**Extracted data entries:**
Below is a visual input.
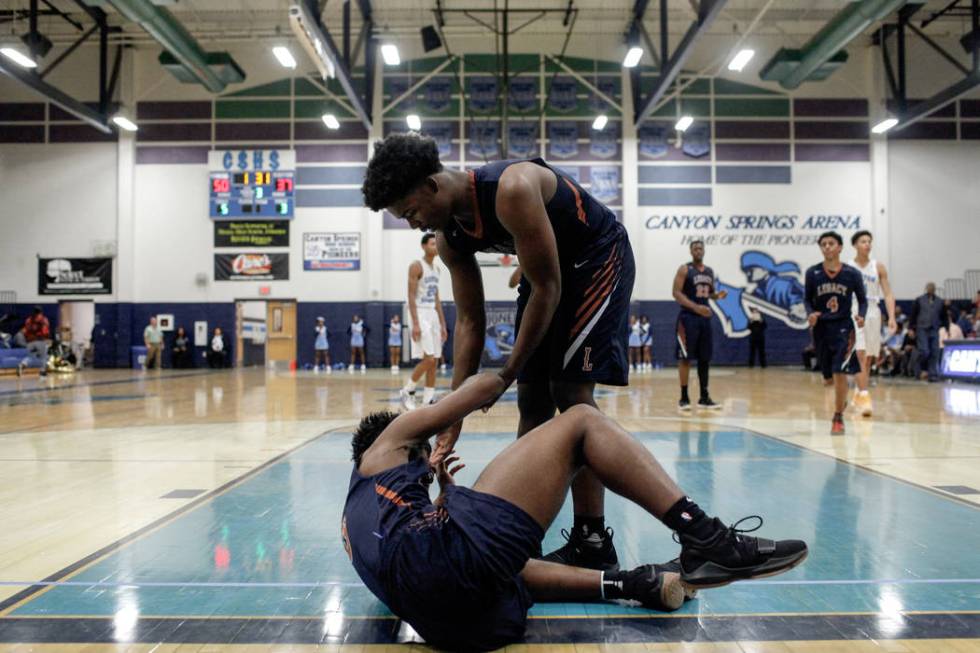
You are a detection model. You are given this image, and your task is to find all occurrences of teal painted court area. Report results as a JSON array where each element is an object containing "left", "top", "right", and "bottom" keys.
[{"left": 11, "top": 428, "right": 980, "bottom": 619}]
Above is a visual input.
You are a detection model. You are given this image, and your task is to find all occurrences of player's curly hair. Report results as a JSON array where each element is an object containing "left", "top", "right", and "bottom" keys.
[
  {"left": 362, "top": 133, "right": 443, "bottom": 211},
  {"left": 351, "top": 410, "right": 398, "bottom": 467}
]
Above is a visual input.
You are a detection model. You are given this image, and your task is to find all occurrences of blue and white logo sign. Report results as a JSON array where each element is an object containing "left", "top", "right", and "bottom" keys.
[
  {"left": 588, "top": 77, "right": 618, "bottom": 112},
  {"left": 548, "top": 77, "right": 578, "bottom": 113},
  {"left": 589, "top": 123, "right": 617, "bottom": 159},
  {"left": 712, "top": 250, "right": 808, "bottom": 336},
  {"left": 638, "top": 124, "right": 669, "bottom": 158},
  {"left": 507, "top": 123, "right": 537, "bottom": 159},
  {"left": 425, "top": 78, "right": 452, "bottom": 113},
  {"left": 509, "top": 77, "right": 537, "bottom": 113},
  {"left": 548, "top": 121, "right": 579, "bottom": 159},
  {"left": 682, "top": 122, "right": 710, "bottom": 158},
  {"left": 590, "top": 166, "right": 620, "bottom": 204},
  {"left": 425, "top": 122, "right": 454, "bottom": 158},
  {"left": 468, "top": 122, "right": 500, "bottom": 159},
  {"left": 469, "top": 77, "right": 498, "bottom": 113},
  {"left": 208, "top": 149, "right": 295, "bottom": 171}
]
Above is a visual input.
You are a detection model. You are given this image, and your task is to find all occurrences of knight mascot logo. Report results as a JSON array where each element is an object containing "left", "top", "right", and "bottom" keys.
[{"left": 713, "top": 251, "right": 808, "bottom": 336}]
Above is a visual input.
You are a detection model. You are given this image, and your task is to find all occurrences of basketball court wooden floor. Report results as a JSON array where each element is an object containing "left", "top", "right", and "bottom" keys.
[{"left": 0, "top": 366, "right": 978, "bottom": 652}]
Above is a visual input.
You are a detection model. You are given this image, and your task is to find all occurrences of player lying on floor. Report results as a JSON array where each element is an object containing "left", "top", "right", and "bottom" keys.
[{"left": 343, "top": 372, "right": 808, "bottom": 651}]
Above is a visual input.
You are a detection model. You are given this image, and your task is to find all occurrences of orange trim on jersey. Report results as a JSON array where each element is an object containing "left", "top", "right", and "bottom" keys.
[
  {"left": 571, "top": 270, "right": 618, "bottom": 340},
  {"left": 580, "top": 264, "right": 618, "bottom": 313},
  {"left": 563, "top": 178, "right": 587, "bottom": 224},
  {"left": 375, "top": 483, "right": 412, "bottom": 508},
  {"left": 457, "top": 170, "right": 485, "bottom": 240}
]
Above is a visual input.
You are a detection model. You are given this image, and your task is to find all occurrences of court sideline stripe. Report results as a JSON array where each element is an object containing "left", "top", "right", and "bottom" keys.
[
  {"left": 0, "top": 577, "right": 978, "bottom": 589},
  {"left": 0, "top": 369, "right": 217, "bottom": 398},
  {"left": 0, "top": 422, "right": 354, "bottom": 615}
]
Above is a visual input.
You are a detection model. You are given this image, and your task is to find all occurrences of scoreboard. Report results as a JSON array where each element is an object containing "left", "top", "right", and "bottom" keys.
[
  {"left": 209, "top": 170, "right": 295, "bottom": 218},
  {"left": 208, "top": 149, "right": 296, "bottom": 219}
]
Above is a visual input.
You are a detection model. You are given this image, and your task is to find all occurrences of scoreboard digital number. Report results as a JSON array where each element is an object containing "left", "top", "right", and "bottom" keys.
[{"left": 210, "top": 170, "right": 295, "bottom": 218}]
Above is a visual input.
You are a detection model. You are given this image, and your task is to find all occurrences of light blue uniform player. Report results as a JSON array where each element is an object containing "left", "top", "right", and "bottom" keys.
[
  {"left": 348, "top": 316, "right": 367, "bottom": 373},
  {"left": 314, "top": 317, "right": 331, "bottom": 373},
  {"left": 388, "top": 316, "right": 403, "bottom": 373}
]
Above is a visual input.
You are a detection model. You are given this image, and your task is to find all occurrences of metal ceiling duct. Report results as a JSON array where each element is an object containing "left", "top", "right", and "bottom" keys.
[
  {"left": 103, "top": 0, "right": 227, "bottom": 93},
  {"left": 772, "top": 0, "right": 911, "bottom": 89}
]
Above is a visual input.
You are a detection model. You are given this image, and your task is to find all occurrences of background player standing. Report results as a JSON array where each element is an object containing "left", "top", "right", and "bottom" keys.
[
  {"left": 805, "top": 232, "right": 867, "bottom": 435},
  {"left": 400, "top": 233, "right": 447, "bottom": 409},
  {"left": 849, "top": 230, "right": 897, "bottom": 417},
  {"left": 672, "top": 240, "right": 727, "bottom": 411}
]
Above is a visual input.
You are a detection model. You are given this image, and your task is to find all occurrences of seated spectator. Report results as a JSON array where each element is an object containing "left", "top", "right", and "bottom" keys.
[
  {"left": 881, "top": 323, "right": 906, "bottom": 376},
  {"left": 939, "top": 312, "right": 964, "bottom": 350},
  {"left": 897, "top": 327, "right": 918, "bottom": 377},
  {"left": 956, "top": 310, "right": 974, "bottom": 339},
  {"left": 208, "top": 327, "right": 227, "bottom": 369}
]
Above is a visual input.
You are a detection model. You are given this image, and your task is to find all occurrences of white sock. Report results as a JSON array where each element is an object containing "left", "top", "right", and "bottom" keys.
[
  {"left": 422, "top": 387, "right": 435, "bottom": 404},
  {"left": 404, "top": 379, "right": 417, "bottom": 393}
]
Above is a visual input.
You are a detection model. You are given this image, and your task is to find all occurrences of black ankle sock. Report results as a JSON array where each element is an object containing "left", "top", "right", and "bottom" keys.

**EXERCISE REQUIREMENTS:** Copy the lines above exactly and exclude every image.

**SOLVED EXERCISE:**
Below is a visual input.
You are a detection model. You are given this image, and your task is to find all occurrences of teal painted court area. Report results as a JSON array where each element is an object containing "left", "top", "right", and "bottom" keys.
[{"left": 11, "top": 428, "right": 980, "bottom": 619}]
Above is a visual input.
You are a detection model. You are given this image, and your task is to find all occurrences of player's curly hair. Report results as a JSON array where each element is an object containing "left", "top", "right", and "bottom" keys.
[
  {"left": 362, "top": 133, "right": 443, "bottom": 211},
  {"left": 351, "top": 410, "right": 398, "bottom": 467}
]
Above is a visual input.
You are a detection model. You are given this image, and your task is to find all occurrences of blue and white logo sign. Report results as a JSON array where each element is an object containing "left", "top", "right", and "bottom" keys.
[
  {"left": 588, "top": 77, "right": 618, "bottom": 112},
  {"left": 548, "top": 77, "right": 578, "bottom": 113},
  {"left": 589, "top": 123, "right": 617, "bottom": 159},
  {"left": 712, "top": 250, "right": 808, "bottom": 336},
  {"left": 638, "top": 124, "right": 669, "bottom": 158},
  {"left": 507, "top": 123, "right": 537, "bottom": 159},
  {"left": 425, "top": 78, "right": 452, "bottom": 113},
  {"left": 509, "top": 77, "right": 537, "bottom": 113},
  {"left": 548, "top": 121, "right": 579, "bottom": 159},
  {"left": 682, "top": 122, "right": 710, "bottom": 158},
  {"left": 590, "top": 166, "right": 620, "bottom": 204},
  {"left": 425, "top": 122, "right": 454, "bottom": 158},
  {"left": 468, "top": 122, "right": 500, "bottom": 159},
  {"left": 469, "top": 77, "right": 498, "bottom": 113},
  {"left": 208, "top": 149, "right": 295, "bottom": 171}
]
Above is a visual input.
You are a detection model. You are given this image, and your task is to find all occurrences of knight mascot logo. Report results as a JSON array where each element is an object containing "left", "top", "right", and "bottom" keys.
[{"left": 713, "top": 251, "right": 808, "bottom": 336}]
Above is a visual input.
You are a detection model. You are given this image, and your task is to find all occurrences of basketball court wooden floor. Report results as a JSON array where each element is an object containing "left", "top", "right", and "bottom" keys.
[{"left": 0, "top": 366, "right": 978, "bottom": 652}]
Above is a visual input.
You are a detection model. You are given this image, and your task is to find all occurrences of player lying on floor. Report results as a JSON array where each element is an object containing "left", "top", "right", and "bottom" keys.
[{"left": 343, "top": 372, "right": 808, "bottom": 651}]
Above is a visual input.
You are a detection model. You are given this image, and your task is to find all occurrences of orange trim on jersey. Report results as a JSON array where each element is an object containing "left", "top", "right", and "bottom" keys.
[
  {"left": 571, "top": 270, "right": 618, "bottom": 340},
  {"left": 580, "top": 264, "right": 618, "bottom": 313},
  {"left": 563, "top": 178, "right": 587, "bottom": 224},
  {"left": 375, "top": 483, "right": 412, "bottom": 508},
  {"left": 457, "top": 170, "right": 485, "bottom": 240}
]
Above is a visual input.
You are a detection model. You are given this image, and your task is to find all occurrences of court sideline stripe. Report results as a JSON array where each element is an object containing "left", "top", "right", and "bottom" keys.
[
  {"left": 0, "top": 577, "right": 978, "bottom": 589},
  {"left": 0, "top": 369, "right": 217, "bottom": 398},
  {"left": 0, "top": 422, "right": 354, "bottom": 615}
]
Above is a visual input.
You are a detection model. You are given this image, and your task is to find all occurrences of scoreboard. Report results as a JSON array where each element is an object containing "left", "top", "right", and "bottom" keys.
[
  {"left": 209, "top": 170, "right": 295, "bottom": 218},
  {"left": 208, "top": 149, "right": 296, "bottom": 219}
]
Above is a visual input.
You are a detection model. You are given this image, and your task is to find all occurrences of scoreboard digital number. Report results as a JSON array where each element is an object containing "left", "top", "right", and "bottom" keys.
[{"left": 210, "top": 170, "right": 295, "bottom": 218}]
Above is a visual input.
You are a detection model. You are given this image, and your task is to find all occurrences of light blue uniform player. Report results as a JSON array where each element is an object containing "left", "top", "right", and "bottom" keys.
[
  {"left": 348, "top": 316, "right": 367, "bottom": 373},
  {"left": 314, "top": 317, "right": 331, "bottom": 373},
  {"left": 388, "top": 316, "right": 403, "bottom": 373}
]
Above is a visual input.
You are a detection model. You are given this image, and your task is to find all occurrences of metal ceiling duct. Report results as a JSON array where each element is an object containing "left", "top", "right", and "bottom" keys.
[
  {"left": 103, "top": 0, "right": 227, "bottom": 93},
  {"left": 772, "top": 0, "right": 911, "bottom": 89}
]
Above is a visual input.
You are a detection model. You are given this image, and your task is to find all occurrences of background player standing. Report results as a JSON array where each element is an object containing "left", "top", "right", and "bottom" keys.
[
  {"left": 805, "top": 232, "right": 867, "bottom": 435},
  {"left": 400, "top": 233, "right": 447, "bottom": 409},
  {"left": 849, "top": 230, "right": 897, "bottom": 417},
  {"left": 672, "top": 240, "right": 727, "bottom": 411}
]
Above is a visual input.
You are a detection model. You are given this image, and your task is to find all occurrences of seated spectator. Report results as a JSON array where each element is an object containing "left", "top", "right", and "bottom" keys.
[
  {"left": 881, "top": 323, "right": 906, "bottom": 376},
  {"left": 939, "top": 312, "right": 964, "bottom": 350},
  {"left": 897, "top": 327, "right": 918, "bottom": 377},
  {"left": 956, "top": 310, "right": 974, "bottom": 339},
  {"left": 208, "top": 327, "right": 227, "bottom": 369}
]
Above is a visual input.
You are a detection model. You are given this image, and your task is to find all occurrences of white sock. Report results as a JSON array where each element is an object containing "left", "top", "right", and "bottom" keys.
[
  {"left": 422, "top": 387, "right": 435, "bottom": 404},
  {"left": 404, "top": 379, "right": 417, "bottom": 393}
]
Above is a visual input.
You are a detection model. You are given this image, and your task is to find all occurrences of black ankle sock. Report results as a JSON array where each element is an object containing "left", "top", "right", and "bottom" keys.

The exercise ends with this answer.